Set task 1: Repeat the interview on entrepreneurial life word for word, in full.
== Selected excerpt ==
Despite the competitive nature of the field and the difficulty in establishing oneself, what would you pinpoint as the highlights of the entrepreneurial lifestyle? Is there a certain satisfaction that comes with the freedom of being one’s own boss?
I feel I have the best job in the world. I have more ownership, more pride, and more flexibility as the CEO of XOJET. Having said that, there are few instances in life where you don’t have a boss. I work for our shareholders and even more importantly, I work for our customers and our employees. I’m a big believer in servant leadership.
What tangible changes have you noticed as a result of your success that have improved your quality of life? Not specifically monetarily, but general freedoms you’ve been permitted as a result of your success. Are you living the life you’ve always wanted to live?
I am fortunate to have reached a level of professional success and we are blessed financially. My wife and I make more than we spend, and we are aligned in how we live our lives. There are external trappings that we certainly enjoy, such as a great school and top-notch childcare for our daughter. Our ability to donate to social causes is also important to us. But above all else, what really matters is being true to yourself and to your passion. I want to be the first person at work – I wake up energized because I love what I do. Is being able to travel in comfort nice? Of course, but my true passion is my family and my work.
===
== Data lines ==
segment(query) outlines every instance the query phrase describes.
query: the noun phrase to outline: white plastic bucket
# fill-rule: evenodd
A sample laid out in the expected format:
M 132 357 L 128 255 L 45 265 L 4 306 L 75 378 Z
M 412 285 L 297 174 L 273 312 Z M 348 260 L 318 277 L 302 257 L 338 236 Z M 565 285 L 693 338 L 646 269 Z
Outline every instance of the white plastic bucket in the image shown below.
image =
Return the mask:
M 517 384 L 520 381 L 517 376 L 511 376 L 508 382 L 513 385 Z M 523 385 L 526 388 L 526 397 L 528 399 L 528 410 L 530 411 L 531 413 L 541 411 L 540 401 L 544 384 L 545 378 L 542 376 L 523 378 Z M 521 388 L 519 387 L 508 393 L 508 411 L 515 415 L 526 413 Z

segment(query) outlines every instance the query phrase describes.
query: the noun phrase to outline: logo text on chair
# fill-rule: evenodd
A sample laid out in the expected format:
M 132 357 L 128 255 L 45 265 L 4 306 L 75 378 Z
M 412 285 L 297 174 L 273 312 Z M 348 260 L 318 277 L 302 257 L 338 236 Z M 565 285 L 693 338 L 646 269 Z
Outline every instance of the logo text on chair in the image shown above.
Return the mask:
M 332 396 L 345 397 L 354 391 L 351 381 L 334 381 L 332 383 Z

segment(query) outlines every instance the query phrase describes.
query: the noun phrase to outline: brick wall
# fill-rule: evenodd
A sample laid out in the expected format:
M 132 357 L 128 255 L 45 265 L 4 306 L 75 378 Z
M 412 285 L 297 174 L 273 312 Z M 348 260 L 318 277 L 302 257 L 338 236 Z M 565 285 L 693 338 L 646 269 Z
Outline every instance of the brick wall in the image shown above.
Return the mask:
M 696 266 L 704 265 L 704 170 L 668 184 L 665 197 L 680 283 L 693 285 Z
===
Set task 2: Reproduce everything in the listing from its very first line down to the line containing "M 332 396 L", including both of those lines.

Task response 1:
Despite the competitive nature of the field and the difficulty in establishing oneself, what would you pinpoint as the highlights of the entrepreneurial lifestyle? Is there a certain satisfaction that comes with the freedom of being one’s own boss?
I feel I have the best job in the world. I have more ownership, more pride, and more flexibility as the CEO of XOJET. Having said that, there are few instances in life where you don’t have a boss. I work for our shareholders and even more importantly, I work for our customers and our employees. I’m a big believer in servant leadership.
What tangible changes have you noticed as a result of your success that have improved your quality of life? Not specifically monetarily, but general freedoms you’ve been permitted as a result of your success. Are you living the life you’ve always wanted to live?
I am fortunate to have reached a level of professional success and we are blessed financially. My wife and I make more than we spend, and we are aligned in how we live our lives. There are external trappings that we certainly enjoy, such as a great school and top-notch childcare for our daughter. Our ability to donate to social causes is also important to us. But above all else, what really matters is being true to yourself and to your passion. I want to be the first person at work – I wake up energized because I love what I do. Is being able to travel in comfort nice? Of course, but my true passion is my family and my work.

Task response 2:
segment(query) outlines every instance the query phrase describes.
query: the noun phrase to outline: white plastic bucket
# fill-rule: evenodd
A sample laid out in the expected format:
M 132 357 L 128 255 L 45 265 L 4 306 L 75 378 Z
M 412 285 L 297 174 L 273 312 Z M 348 260 L 318 277 L 302 257 L 338 236 Z M 565 285 L 693 338 L 646 269 Z
Outline every instance of the white plastic bucket in the image shown below.
image =
Return the mask:
M 517 384 L 520 381 L 517 376 L 511 376 L 508 382 L 513 385 Z M 523 385 L 526 388 L 526 397 L 528 399 L 528 410 L 530 411 L 531 413 L 541 411 L 540 401 L 544 384 L 545 378 L 542 376 L 523 378 Z M 521 388 L 519 387 L 508 393 L 508 411 L 515 415 L 526 413 Z

segment(query) outlines every instance the query phrase describes.
query: the noun phrase to outline: logo text on chair
# fill-rule: evenodd
A sample laid out in the expected format:
M 132 357 L 128 255 L 45 265 L 4 306 L 75 378 Z
M 412 285 L 297 174 L 273 312 Z M 348 260 L 318 277 L 302 257 L 338 236 Z M 565 285 L 693 338 L 646 269 Z
Outline every instance of the logo text on chair in the image shown above.
Return the mask:
M 332 396 L 345 397 L 354 391 L 351 381 L 334 381 L 332 383 Z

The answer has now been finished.